### Records for processing
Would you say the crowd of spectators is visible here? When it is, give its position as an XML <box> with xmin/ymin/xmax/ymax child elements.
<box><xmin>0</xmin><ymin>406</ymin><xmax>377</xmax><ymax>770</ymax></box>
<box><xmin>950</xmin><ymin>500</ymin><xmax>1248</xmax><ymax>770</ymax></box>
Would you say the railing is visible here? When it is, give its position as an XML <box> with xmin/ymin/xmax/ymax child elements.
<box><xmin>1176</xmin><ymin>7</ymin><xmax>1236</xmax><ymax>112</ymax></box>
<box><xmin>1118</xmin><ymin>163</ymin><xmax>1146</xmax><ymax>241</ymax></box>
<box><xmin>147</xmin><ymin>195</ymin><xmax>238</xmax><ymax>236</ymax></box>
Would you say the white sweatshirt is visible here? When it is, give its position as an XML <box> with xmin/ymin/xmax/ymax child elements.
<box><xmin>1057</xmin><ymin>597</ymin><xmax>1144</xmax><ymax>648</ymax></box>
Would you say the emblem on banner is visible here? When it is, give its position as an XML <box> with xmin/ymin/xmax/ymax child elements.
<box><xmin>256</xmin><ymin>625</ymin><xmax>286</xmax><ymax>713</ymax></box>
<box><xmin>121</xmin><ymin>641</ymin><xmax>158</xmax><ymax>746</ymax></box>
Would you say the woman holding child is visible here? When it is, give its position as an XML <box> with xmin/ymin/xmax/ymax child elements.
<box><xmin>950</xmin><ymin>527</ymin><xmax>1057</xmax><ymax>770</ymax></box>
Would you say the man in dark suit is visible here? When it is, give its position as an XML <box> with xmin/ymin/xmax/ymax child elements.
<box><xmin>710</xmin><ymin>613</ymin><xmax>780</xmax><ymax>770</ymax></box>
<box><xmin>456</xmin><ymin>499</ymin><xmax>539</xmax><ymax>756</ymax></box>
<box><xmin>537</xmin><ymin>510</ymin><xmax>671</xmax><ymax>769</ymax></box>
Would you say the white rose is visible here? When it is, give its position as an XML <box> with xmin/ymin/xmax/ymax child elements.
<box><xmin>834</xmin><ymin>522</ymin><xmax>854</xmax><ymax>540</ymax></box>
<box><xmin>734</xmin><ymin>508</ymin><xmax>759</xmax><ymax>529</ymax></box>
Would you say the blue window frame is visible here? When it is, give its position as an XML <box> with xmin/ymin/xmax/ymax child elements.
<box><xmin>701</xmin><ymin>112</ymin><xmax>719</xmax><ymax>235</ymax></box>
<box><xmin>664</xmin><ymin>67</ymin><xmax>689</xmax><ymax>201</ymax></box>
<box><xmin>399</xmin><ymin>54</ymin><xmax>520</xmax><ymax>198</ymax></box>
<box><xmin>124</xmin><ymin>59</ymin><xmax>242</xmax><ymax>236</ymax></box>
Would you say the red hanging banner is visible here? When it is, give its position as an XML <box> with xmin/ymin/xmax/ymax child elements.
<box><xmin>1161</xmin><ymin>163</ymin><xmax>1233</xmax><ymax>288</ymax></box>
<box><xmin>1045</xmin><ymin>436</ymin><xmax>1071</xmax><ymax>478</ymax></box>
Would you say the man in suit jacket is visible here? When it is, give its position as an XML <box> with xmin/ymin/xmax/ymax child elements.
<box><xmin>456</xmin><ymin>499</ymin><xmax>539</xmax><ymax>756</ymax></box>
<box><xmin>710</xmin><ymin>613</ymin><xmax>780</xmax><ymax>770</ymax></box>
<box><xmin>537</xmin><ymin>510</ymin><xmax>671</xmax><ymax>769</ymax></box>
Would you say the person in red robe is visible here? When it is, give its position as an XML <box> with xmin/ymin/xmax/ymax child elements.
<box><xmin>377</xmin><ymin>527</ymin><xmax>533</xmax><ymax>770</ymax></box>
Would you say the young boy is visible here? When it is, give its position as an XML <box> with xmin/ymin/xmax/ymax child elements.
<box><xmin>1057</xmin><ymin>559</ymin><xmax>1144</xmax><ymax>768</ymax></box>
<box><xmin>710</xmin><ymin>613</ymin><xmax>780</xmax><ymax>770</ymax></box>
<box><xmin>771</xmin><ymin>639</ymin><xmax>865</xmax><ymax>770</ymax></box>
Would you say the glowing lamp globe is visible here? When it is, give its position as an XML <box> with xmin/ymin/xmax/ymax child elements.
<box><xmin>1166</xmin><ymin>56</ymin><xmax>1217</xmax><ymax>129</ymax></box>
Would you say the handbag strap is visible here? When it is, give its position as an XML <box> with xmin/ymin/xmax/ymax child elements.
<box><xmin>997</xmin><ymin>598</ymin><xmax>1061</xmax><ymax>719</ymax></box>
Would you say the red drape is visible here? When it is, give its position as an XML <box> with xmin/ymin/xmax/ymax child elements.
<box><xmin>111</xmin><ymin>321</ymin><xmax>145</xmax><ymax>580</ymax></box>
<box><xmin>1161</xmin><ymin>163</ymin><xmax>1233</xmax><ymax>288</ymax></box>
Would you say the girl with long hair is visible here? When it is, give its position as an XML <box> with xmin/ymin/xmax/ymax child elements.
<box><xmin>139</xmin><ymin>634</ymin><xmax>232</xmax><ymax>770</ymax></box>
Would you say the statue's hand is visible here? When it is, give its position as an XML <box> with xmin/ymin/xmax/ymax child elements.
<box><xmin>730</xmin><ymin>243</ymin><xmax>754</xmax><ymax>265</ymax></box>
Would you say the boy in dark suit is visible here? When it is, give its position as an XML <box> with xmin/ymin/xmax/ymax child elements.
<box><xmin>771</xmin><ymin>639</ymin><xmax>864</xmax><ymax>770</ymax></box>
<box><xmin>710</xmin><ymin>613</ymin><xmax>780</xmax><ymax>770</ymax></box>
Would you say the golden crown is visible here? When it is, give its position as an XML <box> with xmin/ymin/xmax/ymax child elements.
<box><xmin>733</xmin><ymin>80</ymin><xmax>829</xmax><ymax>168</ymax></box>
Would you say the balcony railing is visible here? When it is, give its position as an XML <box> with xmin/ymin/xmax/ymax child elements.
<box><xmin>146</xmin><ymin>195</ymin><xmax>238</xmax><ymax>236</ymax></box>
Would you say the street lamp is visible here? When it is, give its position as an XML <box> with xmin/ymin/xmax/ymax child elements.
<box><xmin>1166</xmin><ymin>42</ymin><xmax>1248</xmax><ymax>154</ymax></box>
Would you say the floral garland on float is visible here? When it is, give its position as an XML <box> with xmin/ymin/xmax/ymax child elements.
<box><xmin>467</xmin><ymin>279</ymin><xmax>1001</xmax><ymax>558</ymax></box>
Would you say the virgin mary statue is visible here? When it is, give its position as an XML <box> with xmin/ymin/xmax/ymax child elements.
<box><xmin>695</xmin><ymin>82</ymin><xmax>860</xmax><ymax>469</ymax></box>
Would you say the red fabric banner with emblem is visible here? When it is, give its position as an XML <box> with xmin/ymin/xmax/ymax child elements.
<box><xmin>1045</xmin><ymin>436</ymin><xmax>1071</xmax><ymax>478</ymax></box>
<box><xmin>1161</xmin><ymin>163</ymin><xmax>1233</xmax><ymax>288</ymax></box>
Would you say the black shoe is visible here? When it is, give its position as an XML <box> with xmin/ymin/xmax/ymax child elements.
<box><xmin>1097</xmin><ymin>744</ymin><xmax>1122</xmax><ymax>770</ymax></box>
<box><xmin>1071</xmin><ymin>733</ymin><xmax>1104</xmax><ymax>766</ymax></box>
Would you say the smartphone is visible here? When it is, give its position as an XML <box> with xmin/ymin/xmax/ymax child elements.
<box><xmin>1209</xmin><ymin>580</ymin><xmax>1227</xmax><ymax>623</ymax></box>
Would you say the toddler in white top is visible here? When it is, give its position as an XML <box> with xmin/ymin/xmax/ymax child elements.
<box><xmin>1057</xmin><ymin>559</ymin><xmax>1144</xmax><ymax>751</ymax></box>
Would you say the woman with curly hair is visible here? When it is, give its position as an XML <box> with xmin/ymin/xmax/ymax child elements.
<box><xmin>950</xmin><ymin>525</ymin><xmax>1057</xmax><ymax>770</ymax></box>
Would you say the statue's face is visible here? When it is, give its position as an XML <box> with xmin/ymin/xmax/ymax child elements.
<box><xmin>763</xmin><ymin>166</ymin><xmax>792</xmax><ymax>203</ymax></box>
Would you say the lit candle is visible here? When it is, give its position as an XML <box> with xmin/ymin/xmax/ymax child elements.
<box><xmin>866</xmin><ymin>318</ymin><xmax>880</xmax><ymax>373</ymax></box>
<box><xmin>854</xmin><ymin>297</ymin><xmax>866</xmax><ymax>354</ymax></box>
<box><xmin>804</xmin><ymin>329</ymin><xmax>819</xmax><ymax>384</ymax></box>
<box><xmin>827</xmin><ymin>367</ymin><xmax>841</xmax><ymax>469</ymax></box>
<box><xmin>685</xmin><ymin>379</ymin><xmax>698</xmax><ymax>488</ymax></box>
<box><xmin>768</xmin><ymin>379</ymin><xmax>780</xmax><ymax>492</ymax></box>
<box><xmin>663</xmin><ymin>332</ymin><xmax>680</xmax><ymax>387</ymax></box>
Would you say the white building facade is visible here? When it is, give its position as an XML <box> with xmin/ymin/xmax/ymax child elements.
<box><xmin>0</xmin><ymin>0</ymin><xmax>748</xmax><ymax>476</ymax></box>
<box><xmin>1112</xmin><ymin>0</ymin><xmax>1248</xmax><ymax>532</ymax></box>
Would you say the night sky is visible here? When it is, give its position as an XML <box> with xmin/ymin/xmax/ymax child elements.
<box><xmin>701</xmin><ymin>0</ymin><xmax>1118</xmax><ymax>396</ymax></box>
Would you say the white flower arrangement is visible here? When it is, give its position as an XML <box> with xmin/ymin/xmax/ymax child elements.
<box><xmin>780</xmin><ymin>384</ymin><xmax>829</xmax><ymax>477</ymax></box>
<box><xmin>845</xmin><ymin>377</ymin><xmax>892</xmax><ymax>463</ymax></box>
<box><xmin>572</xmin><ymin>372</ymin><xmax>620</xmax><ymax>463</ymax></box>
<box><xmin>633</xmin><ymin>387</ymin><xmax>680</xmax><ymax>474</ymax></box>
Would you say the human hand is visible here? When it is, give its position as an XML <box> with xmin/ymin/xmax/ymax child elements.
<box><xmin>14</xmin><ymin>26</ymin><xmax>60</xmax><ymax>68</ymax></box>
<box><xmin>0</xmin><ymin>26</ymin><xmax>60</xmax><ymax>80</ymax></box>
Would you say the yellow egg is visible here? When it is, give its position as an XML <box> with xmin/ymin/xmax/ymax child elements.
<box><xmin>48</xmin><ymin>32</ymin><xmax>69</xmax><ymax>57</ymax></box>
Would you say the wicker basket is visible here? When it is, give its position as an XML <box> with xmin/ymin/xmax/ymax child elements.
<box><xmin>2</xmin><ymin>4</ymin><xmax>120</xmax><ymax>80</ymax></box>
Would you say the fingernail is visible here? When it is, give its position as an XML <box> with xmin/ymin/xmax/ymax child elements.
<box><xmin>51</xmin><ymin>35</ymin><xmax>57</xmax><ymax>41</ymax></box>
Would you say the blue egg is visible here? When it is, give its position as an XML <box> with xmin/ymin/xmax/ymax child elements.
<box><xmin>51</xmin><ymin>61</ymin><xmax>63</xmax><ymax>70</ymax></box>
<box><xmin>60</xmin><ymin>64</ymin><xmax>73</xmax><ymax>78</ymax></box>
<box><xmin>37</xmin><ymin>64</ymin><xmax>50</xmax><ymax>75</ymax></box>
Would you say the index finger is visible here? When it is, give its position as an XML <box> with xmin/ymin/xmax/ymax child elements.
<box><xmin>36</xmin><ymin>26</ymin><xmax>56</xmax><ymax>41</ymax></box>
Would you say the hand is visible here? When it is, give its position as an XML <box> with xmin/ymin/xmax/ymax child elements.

### What the task asks
Revise the entries from the line containing "Would you say the index" through the end of the entries, replacing "index finger" with "pointer finger" and changing nothing else.

### Result for this task
Would you say the pointer finger is visible here? When it is, give its position as an XML <box> with xmin/ymin/xmax/ymax child elements.
<box><xmin>36</xmin><ymin>26</ymin><xmax>56</xmax><ymax>41</ymax></box>
Would you say the hand is visible here? When it is, give its position as an XML <box> with xmin/ymin/xmax/ymax child elements.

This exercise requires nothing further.